● **GIVEN RECORDS**

*-*-*

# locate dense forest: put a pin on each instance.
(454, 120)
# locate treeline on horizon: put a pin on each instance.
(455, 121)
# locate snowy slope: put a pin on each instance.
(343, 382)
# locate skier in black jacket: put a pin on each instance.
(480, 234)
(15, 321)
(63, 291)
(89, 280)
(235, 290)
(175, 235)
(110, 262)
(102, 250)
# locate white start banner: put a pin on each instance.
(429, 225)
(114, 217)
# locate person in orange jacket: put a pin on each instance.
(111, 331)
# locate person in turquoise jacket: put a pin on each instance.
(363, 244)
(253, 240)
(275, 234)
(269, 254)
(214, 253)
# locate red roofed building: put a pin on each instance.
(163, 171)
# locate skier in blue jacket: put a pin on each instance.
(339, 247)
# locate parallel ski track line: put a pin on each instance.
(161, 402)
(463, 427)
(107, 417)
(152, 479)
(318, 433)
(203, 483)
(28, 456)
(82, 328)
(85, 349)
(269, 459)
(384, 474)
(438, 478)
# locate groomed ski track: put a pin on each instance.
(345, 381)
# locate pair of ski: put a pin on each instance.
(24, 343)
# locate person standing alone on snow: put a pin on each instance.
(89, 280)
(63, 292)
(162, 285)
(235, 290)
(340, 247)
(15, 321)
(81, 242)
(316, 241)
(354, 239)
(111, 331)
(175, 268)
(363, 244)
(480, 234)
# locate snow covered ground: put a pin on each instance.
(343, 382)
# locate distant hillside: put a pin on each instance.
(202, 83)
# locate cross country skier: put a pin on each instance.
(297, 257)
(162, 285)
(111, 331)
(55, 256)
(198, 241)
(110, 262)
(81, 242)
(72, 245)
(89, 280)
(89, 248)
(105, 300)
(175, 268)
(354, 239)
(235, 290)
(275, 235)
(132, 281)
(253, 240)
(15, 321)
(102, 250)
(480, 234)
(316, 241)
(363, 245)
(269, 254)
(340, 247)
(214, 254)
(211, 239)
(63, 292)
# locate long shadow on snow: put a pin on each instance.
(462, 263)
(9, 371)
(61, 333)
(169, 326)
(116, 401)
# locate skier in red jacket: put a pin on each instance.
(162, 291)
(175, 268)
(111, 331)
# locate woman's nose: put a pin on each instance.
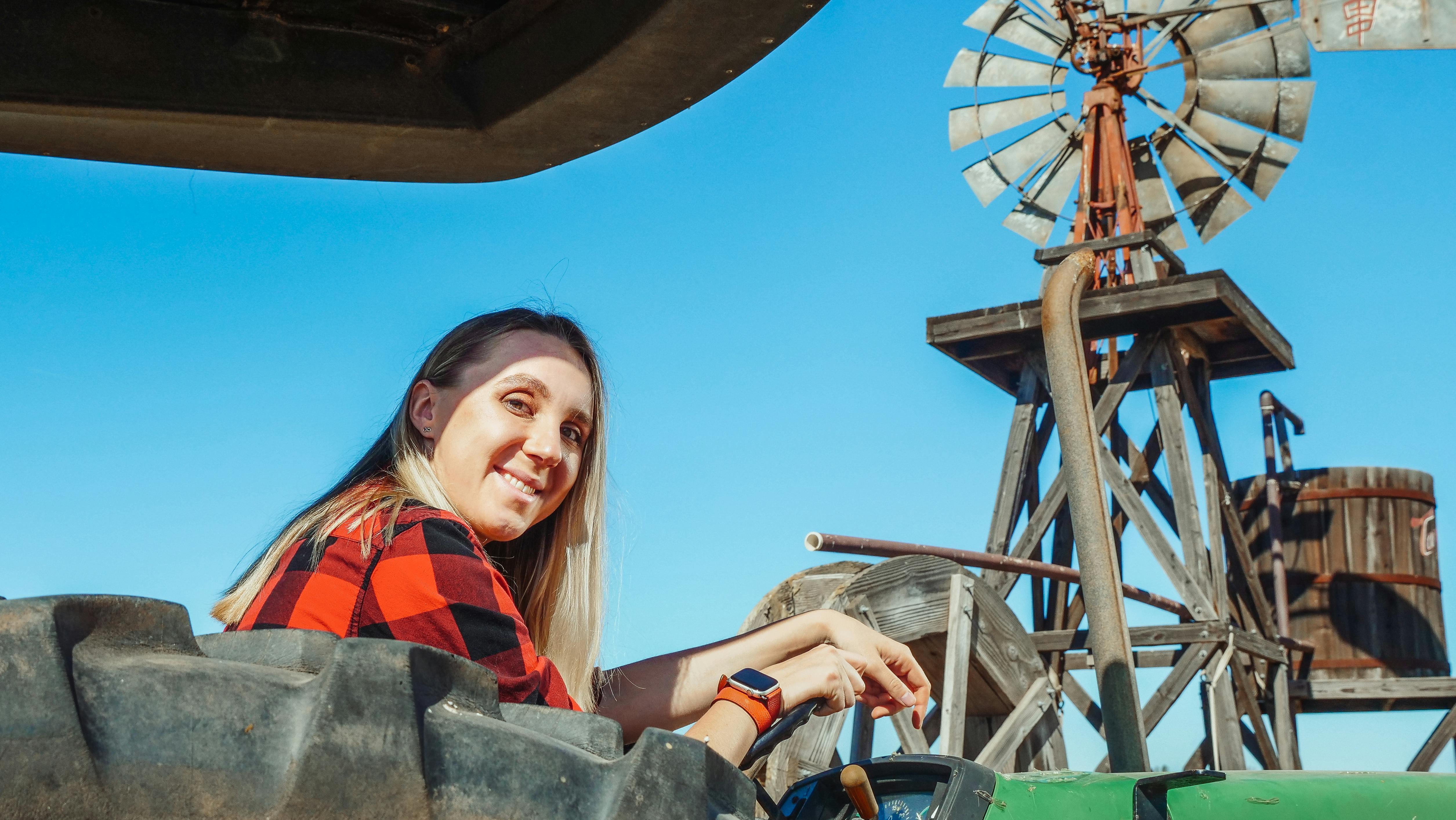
(544, 446)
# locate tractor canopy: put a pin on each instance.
(421, 91)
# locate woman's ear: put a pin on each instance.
(424, 401)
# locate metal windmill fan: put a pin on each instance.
(1231, 135)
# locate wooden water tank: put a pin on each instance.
(1361, 557)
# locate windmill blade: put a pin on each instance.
(1228, 19)
(1024, 28)
(1152, 194)
(1260, 161)
(1004, 168)
(1279, 52)
(973, 123)
(1211, 202)
(999, 70)
(1278, 107)
(1037, 213)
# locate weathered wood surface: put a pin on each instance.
(1436, 743)
(1164, 636)
(812, 749)
(1374, 695)
(1361, 628)
(1180, 469)
(908, 599)
(1001, 749)
(1189, 589)
(1234, 335)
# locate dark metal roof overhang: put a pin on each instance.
(421, 91)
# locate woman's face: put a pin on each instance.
(509, 438)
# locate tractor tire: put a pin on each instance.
(111, 708)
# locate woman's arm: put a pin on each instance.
(676, 690)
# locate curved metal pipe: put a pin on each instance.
(1091, 523)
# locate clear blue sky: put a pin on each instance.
(191, 356)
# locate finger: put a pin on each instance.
(908, 669)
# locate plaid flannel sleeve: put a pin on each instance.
(434, 586)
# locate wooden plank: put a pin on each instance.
(1193, 595)
(1020, 723)
(1020, 446)
(1247, 695)
(1232, 528)
(957, 668)
(1180, 468)
(1189, 665)
(1371, 690)
(1258, 646)
(1285, 733)
(1142, 476)
(1056, 497)
(1168, 636)
(1084, 703)
(1147, 659)
(1444, 735)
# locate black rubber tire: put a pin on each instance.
(110, 708)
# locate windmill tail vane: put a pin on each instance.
(1234, 133)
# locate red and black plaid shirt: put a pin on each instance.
(432, 585)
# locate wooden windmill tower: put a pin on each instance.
(1144, 324)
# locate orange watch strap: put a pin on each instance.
(762, 711)
(756, 708)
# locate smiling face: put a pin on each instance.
(509, 439)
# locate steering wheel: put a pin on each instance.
(767, 743)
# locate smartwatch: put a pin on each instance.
(755, 694)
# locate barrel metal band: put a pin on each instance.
(1323, 493)
(1378, 579)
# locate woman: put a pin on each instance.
(477, 525)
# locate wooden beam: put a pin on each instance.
(1142, 474)
(1444, 735)
(1187, 586)
(1189, 665)
(1234, 529)
(1147, 659)
(1020, 723)
(1084, 703)
(1180, 468)
(1286, 735)
(1248, 698)
(1173, 634)
(1056, 497)
(1369, 690)
(1014, 462)
(957, 668)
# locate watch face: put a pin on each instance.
(756, 681)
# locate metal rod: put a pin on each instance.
(1275, 509)
(851, 545)
(1087, 496)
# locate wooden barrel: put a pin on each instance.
(1361, 558)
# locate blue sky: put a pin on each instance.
(191, 356)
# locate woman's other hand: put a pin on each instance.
(823, 672)
(893, 678)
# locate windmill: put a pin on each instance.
(1189, 116)
(1244, 106)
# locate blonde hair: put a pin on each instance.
(557, 569)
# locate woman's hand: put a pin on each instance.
(893, 678)
(823, 672)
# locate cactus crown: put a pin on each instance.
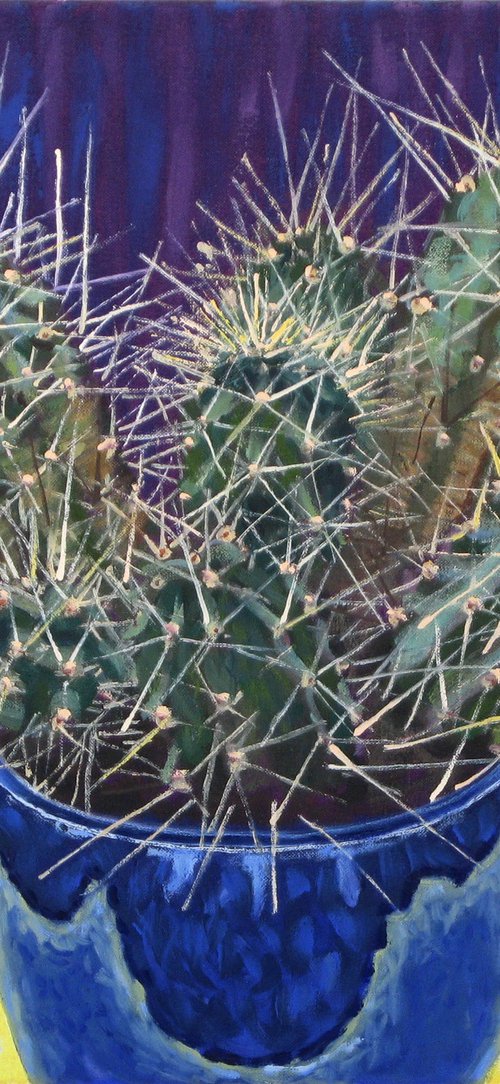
(309, 621)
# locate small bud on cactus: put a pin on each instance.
(491, 679)
(69, 668)
(226, 534)
(107, 444)
(72, 607)
(443, 439)
(311, 273)
(420, 306)
(466, 183)
(388, 300)
(163, 717)
(62, 717)
(396, 616)
(347, 243)
(430, 570)
(179, 782)
(209, 578)
(473, 605)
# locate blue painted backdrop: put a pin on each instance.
(176, 92)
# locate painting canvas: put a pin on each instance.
(250, 542)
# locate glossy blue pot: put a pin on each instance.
(366, 954)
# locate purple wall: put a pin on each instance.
(176, 92)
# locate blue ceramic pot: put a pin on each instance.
(248, 959)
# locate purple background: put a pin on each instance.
(176, 92)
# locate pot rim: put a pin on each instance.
(358, 833)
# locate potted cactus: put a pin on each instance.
(248, 720)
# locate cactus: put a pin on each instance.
(452, 356)
(319, 592)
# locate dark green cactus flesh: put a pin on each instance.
(311, 619)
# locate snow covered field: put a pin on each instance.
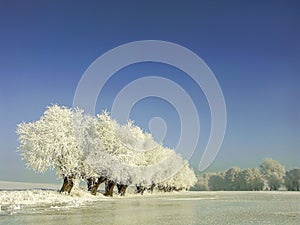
(47, 206)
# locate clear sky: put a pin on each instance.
(253, 48)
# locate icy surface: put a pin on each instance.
(50, 207)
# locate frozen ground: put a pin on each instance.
(36, 206)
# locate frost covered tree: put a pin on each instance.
(216, 182)
(231, 179)
(54, 141)
(250, 180)
(273, 172)
(98, 149)
(292, 180)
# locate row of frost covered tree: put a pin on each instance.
(271, 175)
(98, 149)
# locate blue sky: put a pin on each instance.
(253, 48)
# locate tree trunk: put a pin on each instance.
(140, 189)
(94, 184)
(109, 188)
(67, 185)
(122, 189)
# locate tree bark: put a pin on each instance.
(94, 183)
(109, 188)
(140, 189)
(67, 185)
(122, 189)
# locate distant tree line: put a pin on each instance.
(271, 175)
(98, 149)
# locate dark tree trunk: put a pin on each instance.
(151, 188)
(140, 189)
(94, 183)
(109, 188)
(122, 189)
(67, 185)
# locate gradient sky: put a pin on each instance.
(253, 48)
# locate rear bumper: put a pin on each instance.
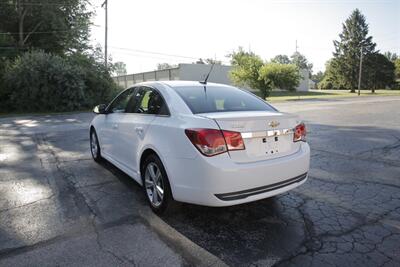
(218, 181)
(260, 190)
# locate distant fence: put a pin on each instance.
(157, 75)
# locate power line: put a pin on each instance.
(155, 53)
(48, 32)
(42, 4)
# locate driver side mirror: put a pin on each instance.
(100, 109)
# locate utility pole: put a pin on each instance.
(105, 5)
(359, 74)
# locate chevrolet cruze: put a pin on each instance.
(201, 143)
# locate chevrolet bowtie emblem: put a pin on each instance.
(274, 124)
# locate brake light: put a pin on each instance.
(299, 133)
(211, 142)
(234, 140)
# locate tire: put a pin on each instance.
(156, 185)
(95, 146)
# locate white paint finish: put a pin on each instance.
(195, 178)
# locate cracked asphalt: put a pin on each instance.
(58, 207)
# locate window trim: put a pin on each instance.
(217, 111)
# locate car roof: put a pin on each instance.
(190, 83)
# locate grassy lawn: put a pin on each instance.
(323, 94)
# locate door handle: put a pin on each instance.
(139, 130)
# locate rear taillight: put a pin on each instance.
(299, 133)
(234, 140)
(211, 142)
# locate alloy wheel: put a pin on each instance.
(154, 184)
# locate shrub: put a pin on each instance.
(37, 81)
(282, 76)
(43, 82)
(100, 87)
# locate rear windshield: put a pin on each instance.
(220, 99)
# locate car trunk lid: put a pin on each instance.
(266, 134)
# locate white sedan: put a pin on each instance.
(207, 144)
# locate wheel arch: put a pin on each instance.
(149, 151)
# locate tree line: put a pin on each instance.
(280, 72)
(46, 60)
(378, 70)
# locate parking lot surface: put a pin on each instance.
(58, 207)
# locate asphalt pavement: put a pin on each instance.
(58, 207)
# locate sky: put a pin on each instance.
(144, 33)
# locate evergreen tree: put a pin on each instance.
(347, 53)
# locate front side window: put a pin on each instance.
(206, 99)
(148, 101)
(120, 104)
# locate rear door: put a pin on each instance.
(109, 134)
(266, 135)
(145, 105)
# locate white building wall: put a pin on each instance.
(194, 72)
(198, 72)
(304, 81)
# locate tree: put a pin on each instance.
(282, 59)
(165, 66)
(120, 68)
(280, 76)
(317, 77)
(354, 36)
(245, 72)
(331, 79)
(301, 62)
(59, 27)
(391, 56)
(397, 66)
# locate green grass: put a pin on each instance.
(323, 94)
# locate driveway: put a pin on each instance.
(58, 207)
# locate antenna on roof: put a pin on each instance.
(208, 75)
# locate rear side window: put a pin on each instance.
(147, 101)
(209, 99)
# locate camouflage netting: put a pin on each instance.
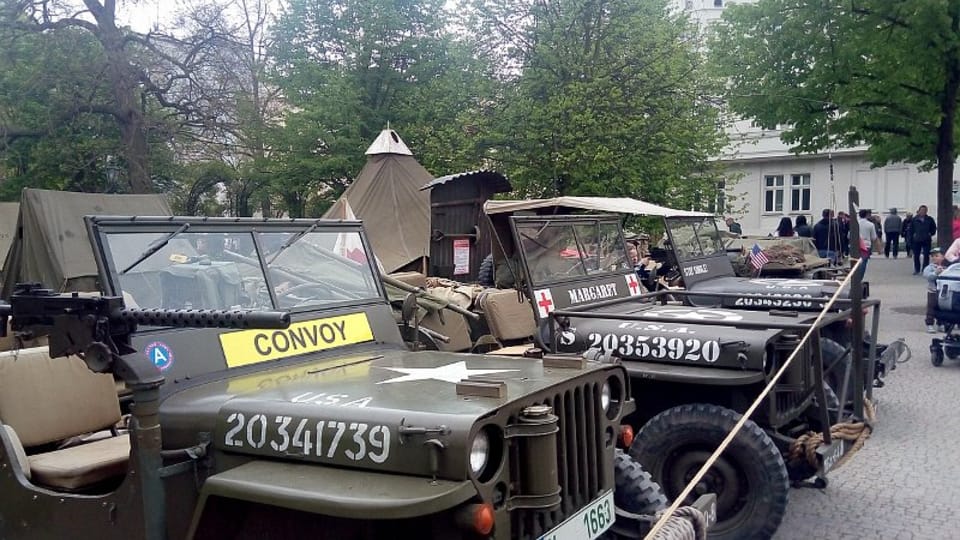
(785, 254)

*-*-*

● **WHAT TO DO**
Your task is to copy word for word the lines from the line containing "# locate tree line: put" to the end of the listing, both included, and to drop any pictures.

● **SOLUTION TO THIS EXERCISE**
# locate tree line: put a pin on each instance.
(280, 72)
(46, 60)
(378, 70)
# locate parking lot surface: put a pin on each instance.
(58, 207)
# locate asphalt pavement: put a pin on each instance.
(58, 207)
# locate sky: put a pin on each instance.
(144, 33)
# locate evergreen tree: put a pin on each instance.
(347, 53)
# locate front side window: put a pin on each instance.
(206, 99)
(148, 101)
(120, 104)
# locate rear door: put a pin on each instance.
(109, 134)
(266, 135)
(145, 105)
# locate white building wall: put a pin on each instance.
(194, 72)
(198, 72)
(304, 81)
# locate tree: put a pin on each instance.
(282, 59)
(165, 66)
(120, 68)
(280, 76)
(317, 77)
(354, 36)
(245, 72)
(331, 79)
(301, 62)
(59, 27)
(391, 56)
(397, 66)
# locate green grass: put a pin on each instance.
(323, 94)
# locate driveway: put a pin on each instance.
(58, 207)
# locate antenna on roof: put a pin on each instance.
(208, 75)
# locate rear side window: put a pin on each instance.
(147, 101)
(209, 99)
# locate camouflage netting: put a pin on each instance.
(785, 254)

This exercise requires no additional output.